__Supplied passage__
◇ ◇ ◇ ◇

Weibel's work was in conceptual art, performance, experimental film, video art, and computer art.

Beginning in 1965 from semiotic and linguistic reflections (Austin, Jakobson, Peirce, Wittgenstein), Weibel developed an artistic language, which led him from experimental literature to performance. In his performative actions, he explored not only the "media" language and body, but also film, video, television, audiotape and interactive electronic environments. Critically he analyzed their function for the construction of reality. Besides taking part in happenings with members of the Vienna Actionism, he developed from 1967 (together with Valie Export, Ernst Schmidt Jr. and Hans Scheugl) an "expanded cinema" inspired by the American one and reflects the ideological and technological conditions of cinematic representation. Weibel elaborated on these reflections, from 1969, in his video tapes and installations. With his television action "tv und vt works", which was broadcast by the Austrian Television (ORF) in 1972, he transcended the borders of the gallery space and queried video technology in its application as a mass medium. In 1966 he was with Gustav Metzger, Otto Muehl, Wolf Vostell, Hermann Nitsch and others a participant of the Destruction in Art Symposium (DIAS) in London.

Weibel worked using a variety of materials, forms and techniques: text, sculpture, installation, film and video. In 1978 he turned to music. Together with Loys Egg, he founded the band "Hotel Morphila Orchester" (orchestra). In the mid-1980s, he explored the possibilities of computer-aided video processing. Beginning of the 1990s he realized interactive computer-based installations. 

In his lectures and articles, Weibel commented on contemporary art, media history, media theory, film, video art and philosophy. As theoretician and curator, he pleaded for a form of art and art history that includes history of technology and history of science. In his function as a university professor and director of institutions like the Ars Electronica (in Linz, Austria), the Institute for New Media in Frankfurt and the ZKM | Center for Art and Media Karlsruhe, he influenced the European Scene of the so-called computer art through conferences, exhibitions and publications.

In early May 2022, during the 2022 Russian invasion of Ukraine, Weibel advocated for parts of Ukraine, then under de facto Russian control, and Transnistria to be internationally recognized to allow Ukraine to reach some sort of agreement with the Russian Federation.

◇ ◇ ◇ ◇

__Provided data__

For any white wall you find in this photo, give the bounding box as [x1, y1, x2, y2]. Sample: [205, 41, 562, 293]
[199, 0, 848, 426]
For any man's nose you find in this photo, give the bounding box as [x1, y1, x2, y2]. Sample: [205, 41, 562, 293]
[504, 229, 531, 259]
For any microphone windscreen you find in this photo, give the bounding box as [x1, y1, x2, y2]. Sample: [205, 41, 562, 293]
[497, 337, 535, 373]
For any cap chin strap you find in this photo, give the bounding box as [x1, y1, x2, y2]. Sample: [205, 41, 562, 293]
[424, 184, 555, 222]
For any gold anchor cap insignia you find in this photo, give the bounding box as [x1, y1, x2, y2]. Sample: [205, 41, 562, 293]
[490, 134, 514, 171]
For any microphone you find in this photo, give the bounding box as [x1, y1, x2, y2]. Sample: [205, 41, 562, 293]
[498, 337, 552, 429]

◇ ◇ ◇ ◇

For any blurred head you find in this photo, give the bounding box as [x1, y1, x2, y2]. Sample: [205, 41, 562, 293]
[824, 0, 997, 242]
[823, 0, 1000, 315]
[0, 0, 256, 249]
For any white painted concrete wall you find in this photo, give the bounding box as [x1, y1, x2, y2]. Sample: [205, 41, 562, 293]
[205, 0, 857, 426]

◇ ◇ ◇ ◇

__Task goal__
Write out everything from "In his lectures" down to "exhibitions and publications." in the passage about Weibel above.

__Result of this exercise__
In his lectures and articles, Weibel commented on contemporary art, media history, media theory, film, video art and philosophy. As theoretician and curator, he pleaded for a form of art and art history that includes history of technology and history of science. In his function as a university professor and director of institutions like the Ars Electronica (in Linz, Austria), the Institute for New Media in Frankfurt and the ZKM | Center for Art and Media Karlsruhe, he influenced the European Scene of the so-called computer art through conferences, exhibitions and publications.